STATED PROBLEM: Write out again only the part of the rows below that opens with the line containing "The distant tree" and closes with the line containing "[964, 648, 978, 672]", requests included, adding 102 to every number in the bounding box coordinates while leaving each request and its format sample unchanged.

INFORMATION SHOWN:

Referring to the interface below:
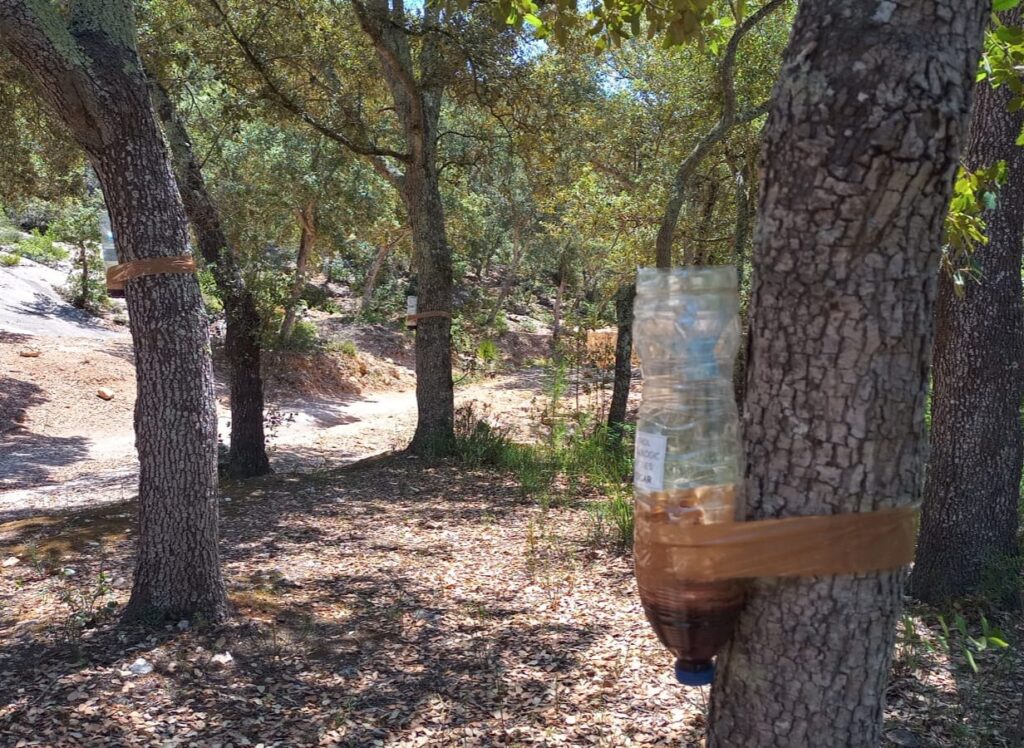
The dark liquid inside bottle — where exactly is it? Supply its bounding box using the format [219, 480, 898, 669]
[640, 580, 745, 670]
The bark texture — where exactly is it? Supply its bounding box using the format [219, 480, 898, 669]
[354, 0, 455, 455]
[278, 203, 316, 347]
[709, 0, 988, 748]
[0, 0, 227, 619]
[910, 10, 1024, 605]
[608, 283, 637, 441]
[654, 0, 784, 267]
[150, 76, 270, 479]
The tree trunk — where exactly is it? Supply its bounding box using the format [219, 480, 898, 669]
[910, 10, 1024, 605]
[359, 237, 394, 315]
[0, 0, 227, 620]
[150, 77, 270, 479]
[484, 224, 523, 328]
[608, 283, 637, 442]
[78, 242, 89, 309]
[709, 0, 988, 748]
[401, 161, 455, 455]
[278, 203, 316, 347]
[551, 272, 565, 349]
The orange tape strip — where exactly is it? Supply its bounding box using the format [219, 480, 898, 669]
[636, 506, 918, 582]
[106, 255, 196, 291]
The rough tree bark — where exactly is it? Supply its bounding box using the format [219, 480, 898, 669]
[654, 0, 785, 267]
[709, 0, 988, 748]
[354, 0, 455, 455]
[608, 283, 637, 442]
[910, 9, 1024, 606]
[278, 202, 316, 347]
[0, 0, 227, 620]
[150, 76, 270, 479]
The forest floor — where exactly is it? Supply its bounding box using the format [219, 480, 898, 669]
[0, 299, 1024, 748]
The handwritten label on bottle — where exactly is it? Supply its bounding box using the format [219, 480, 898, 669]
[633, 431, 669, 491]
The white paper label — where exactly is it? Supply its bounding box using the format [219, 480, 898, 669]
[633, 431, 669, 491]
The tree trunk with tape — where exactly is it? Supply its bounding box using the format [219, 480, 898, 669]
[0, 0, 227, 620]
[278, 203, 316, 347]
[150, 76, 270, 479]
[910, 9, 1024, 606]
[709, 0, 988, 748]
[608, 283, 637, 442]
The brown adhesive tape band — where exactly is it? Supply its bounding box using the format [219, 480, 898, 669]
[636, 506, 918, 582]
[106, 255, 196, 291]
[406, 311, 452, 320]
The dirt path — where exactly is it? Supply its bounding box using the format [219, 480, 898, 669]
[0, 336, 541, 522]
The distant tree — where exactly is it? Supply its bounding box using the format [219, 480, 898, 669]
[150, 76, 270, 479]
[0, 0, 227, 620]
[709, 0, 989, 748]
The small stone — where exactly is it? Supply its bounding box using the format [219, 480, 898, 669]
[128, 657, 153, 675]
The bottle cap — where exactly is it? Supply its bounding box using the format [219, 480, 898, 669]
[676, 660, 715, 685]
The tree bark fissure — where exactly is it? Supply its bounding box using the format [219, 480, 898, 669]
[910, 9, 1024, 606]
[0, 0, 227, 620]
[710, 0, 988, 748]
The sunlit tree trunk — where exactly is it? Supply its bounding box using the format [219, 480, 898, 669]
[150, 77, 270, 479]
[709, 0, 988, 748]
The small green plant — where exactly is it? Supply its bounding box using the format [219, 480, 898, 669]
[17, 228, 68, 266]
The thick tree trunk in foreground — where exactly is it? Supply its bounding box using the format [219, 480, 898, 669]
[0, 0, 227, 619]
[278, 203, 316, 347]
[608, 283, 637, 441]
[710, 0, 988, 748]
[910, 18, 1024, 605]
[150, 78, 270, 479]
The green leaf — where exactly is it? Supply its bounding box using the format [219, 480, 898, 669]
[964, 648, 978, 672]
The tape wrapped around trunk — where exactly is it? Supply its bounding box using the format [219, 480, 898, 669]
[636, 506, 918, 582]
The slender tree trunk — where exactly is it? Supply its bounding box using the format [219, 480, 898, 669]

RESULT:
The distant tree — where exactly is it? Supply its bounding box using the format [219, 480, 898, 669]
[252, 178, 372, 581]
[102, 102, 329, 722]
[811, 102, 1091, 850]
The small stone — where exactly is it? Supply its bounding box using the format [219, 480, 898, 669]
[230, 759, 255, 777]
The bottle cap — where exactly is it? Supply its bounding box using the format [219, 480, 898, 669]
[778, 762, 817, 787]
The tree bark fissure — where exactly is it? Supply its bounding box using the format [219, 480, 898, 669]
[1012, 111, 1126, 708]
[102, 102, 329, 722]
[812, 102, 1090, 850]
The sunlit tree trunk — where exactly is it? Supply its bounding box using the format [219, 480, 898, 669]
[252, 179, 372, 581]
[811, 102, 1090, 850]
The small green plant — where exactly is it? Supply its bounding box using the format [219, 480, 898, 669]
[119, 330, 170, 368]
The thick tree trunk in foreground — where exactly is it? Supply its bounding box using the format [219, 480, 898, 669]
[102, 102, 329, 721]
[380, 305, 418, 449]
[710, 385, 739, 543]
[812, 102, 1090, 850]
[1012, 120, 1126, 707]
[252, 180, 372, 581]
The green leaf — where exactly is it? Supply its bounding box using the format [219, 480, 898, 669]
[1066, 750, 1080, 774]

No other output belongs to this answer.